** Begin Record set **

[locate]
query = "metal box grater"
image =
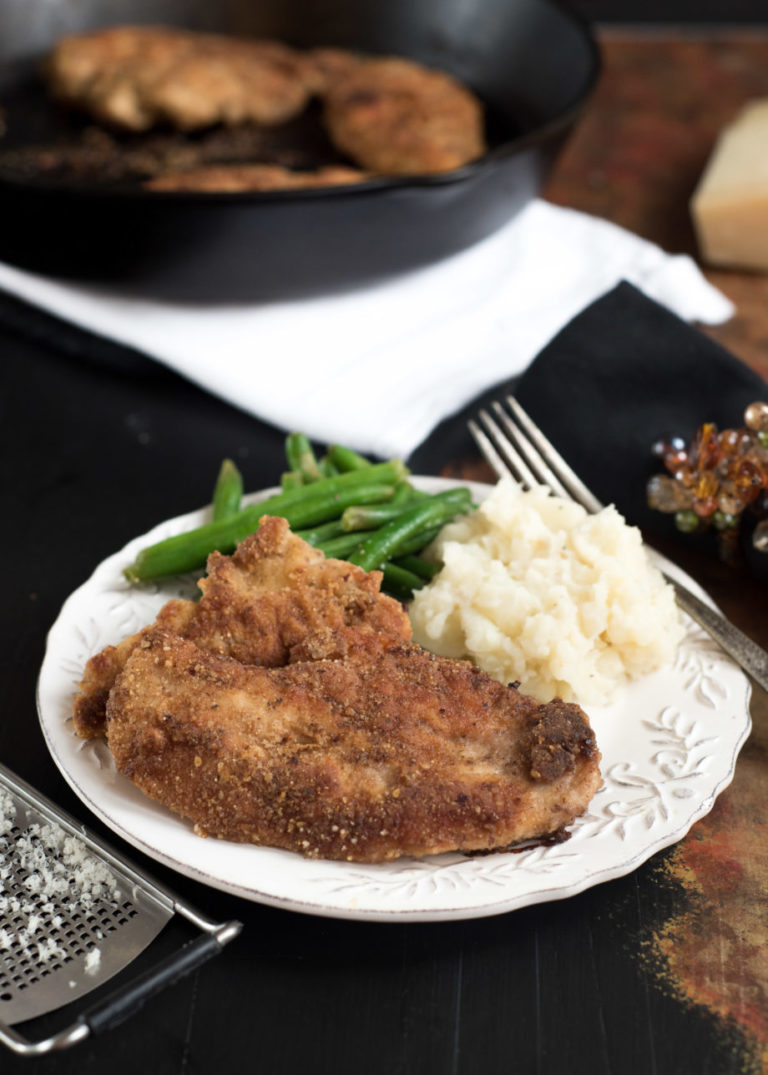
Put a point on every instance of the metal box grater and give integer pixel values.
(72, 914)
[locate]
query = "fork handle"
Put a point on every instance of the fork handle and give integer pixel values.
(747, 654)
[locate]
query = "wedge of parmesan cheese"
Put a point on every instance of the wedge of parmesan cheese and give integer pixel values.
(729, 206)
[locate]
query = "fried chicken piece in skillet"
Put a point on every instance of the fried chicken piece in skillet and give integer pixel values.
(396, 117)
(358, 760)
(274, 600)
(241, 177)
(138, 76)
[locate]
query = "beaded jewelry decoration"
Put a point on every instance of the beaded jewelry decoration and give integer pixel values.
(714, 481)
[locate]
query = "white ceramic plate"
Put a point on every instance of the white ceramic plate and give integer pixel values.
(669, 747)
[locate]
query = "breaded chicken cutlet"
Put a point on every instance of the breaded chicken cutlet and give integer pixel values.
(138, 76)
(274, 600)
(396, 117)
(360, 759)
(289, 708)
(386, 115)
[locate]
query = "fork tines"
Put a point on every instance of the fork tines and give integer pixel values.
(513, 445)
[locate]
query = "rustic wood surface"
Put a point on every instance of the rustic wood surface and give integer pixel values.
(636, 159)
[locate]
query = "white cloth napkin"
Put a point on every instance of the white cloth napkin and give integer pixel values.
(378, 369)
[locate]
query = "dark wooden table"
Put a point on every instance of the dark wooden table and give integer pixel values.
(636, 159)
(663, 971)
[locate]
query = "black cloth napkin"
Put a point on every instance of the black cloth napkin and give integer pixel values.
(622, 374)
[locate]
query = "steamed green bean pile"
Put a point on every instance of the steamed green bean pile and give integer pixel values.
(349, 507)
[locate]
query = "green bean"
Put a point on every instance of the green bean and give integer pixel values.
(372, 516)
(290, 479)
(327, 467)
(315, 535)
(387, 542)
(227, 492)
(403, 493)
(340, 547)
(301, 458)
(306, 506)
(400, 583)
(345, 459)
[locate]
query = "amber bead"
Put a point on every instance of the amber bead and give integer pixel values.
(756, 416)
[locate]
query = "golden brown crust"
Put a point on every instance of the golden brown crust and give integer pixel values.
(241, 177)
(396, 117)
(138, 76)
(365, 760)
(102, 669)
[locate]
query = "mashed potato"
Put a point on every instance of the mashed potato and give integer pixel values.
(535, 589)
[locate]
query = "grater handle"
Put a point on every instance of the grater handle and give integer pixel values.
(124, 1002)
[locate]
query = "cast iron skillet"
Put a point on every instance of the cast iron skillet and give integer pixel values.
(531, 61)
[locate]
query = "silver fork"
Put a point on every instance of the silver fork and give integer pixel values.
(514, 446)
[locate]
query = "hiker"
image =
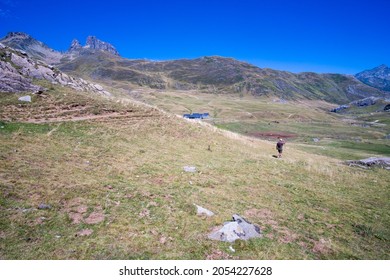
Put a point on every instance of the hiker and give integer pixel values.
(279, 147)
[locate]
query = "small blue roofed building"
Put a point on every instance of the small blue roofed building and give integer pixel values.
(196, 116)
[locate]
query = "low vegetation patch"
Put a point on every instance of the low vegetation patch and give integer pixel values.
(117, 189)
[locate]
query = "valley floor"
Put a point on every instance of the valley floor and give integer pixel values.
(114, 187)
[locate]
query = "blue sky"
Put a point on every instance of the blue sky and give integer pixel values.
(319, 36)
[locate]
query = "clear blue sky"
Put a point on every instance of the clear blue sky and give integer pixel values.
(320, 36)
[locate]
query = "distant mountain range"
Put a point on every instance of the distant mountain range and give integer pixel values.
(378, 77)
(100, 61)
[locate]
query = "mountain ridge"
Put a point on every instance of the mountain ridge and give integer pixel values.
(378, 77)
(100, 61)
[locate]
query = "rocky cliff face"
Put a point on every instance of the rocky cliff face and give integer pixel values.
(378, 77)
(74, 46)
(95, 44)
(18, 70)
(36, 49)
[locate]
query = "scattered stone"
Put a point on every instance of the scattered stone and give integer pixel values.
(239, 228)
(26, 98)
(95, 217)
(383, 162)
(203, 211)
(190, 169)
(44, 206)
(84, 232)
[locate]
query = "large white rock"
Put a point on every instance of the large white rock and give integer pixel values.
(26, 98)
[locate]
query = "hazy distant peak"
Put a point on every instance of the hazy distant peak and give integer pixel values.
(378, 77)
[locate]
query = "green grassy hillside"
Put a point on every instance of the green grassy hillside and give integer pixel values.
(114, 180)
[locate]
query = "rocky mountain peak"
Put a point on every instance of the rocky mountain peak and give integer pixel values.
(96, 44)
(20, 35)
(75, 45)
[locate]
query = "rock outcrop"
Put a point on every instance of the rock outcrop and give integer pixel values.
(36, 49)
(74, 46)
(18, 70)
(95, 44)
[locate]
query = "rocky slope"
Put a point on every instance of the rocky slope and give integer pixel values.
(18, 72)
(378, 77)
(100, 61)
(35, 49)
(220, 75)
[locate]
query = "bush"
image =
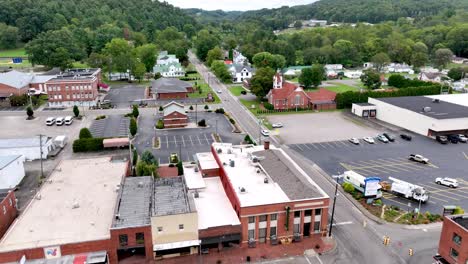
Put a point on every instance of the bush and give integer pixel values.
(202, 123)
(133, 127)
(160, 124)
(85, 133)
(88, 144)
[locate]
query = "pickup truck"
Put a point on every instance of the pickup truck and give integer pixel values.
(418, 158)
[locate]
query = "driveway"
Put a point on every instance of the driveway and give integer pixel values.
(319, 127)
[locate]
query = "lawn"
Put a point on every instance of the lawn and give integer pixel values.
(236, 90)
(13, 53)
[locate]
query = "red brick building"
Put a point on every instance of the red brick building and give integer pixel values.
(453, 244)
(170, 88)
(8, 209)
(174, 115)
(286, 95)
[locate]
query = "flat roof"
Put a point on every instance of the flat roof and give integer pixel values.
(171, 198)
(440, 110)
(75, 204)
(6, 160)
(134, 202)
(193, 177)
(213, 206)
(264, 182)
(206, 161)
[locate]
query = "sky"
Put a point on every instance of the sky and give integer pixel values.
(236, 5)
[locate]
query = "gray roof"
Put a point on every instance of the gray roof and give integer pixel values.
(286, 175)
(169, 85)
(22, 142)
(16, 79)
(5, 160)
(170, 197)
(440, 110)
(133, 206)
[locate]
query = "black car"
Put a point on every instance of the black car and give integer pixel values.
(390, 137)
(405, 137)
(442, 139)
(453, 138)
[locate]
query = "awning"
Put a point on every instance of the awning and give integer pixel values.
(181, 244)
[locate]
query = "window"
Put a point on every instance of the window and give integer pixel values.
(456, 238)
(140, 238)
(273, 217)
(123, 240)
(453, 253)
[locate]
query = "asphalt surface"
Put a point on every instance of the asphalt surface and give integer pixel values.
(186, 142)
(391, 160)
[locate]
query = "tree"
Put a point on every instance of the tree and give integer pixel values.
(262, 81)
(76, 111)
(135, 111)
(379, 60)
(371, 79)
(29, 112)
(85, 133)
(133, 127)
(214, 54)
(442, 57)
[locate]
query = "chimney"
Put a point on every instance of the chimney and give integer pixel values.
(266, 145)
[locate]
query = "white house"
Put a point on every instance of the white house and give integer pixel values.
(27, 147)
(240, 73)
(11, 171)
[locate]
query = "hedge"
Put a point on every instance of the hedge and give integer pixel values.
(88, 144)
(346, 99)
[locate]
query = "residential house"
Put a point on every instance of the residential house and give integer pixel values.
(240, 72)
(286, 95)
(170, 88)
(174, 115)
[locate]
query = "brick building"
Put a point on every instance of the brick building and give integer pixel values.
(8, 211)
(274, 199)
(170, 88)
(453, 244)
(74, 87)
(174, 115)
(286, 95)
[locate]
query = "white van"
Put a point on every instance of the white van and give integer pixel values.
(68, 120)
(60, 121)
(50, 121)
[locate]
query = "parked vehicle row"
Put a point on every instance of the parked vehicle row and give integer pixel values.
(59, 121)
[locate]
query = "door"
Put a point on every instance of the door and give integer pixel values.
(306, 229)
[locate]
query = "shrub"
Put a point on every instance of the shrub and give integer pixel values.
(133, 127)
(202, 123)
(85, 133)
(160, 124)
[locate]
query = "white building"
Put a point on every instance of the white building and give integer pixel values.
(11, 171)
(27, 147)
(425, 115)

** End Record set **

Task:
List each line in the entries above that contains the string "parked". Matching is case-sensitive.

Response to this task:
query = "parked vehicle row"
Put a point on every instance of the parked vehicle row and give integer pixel values.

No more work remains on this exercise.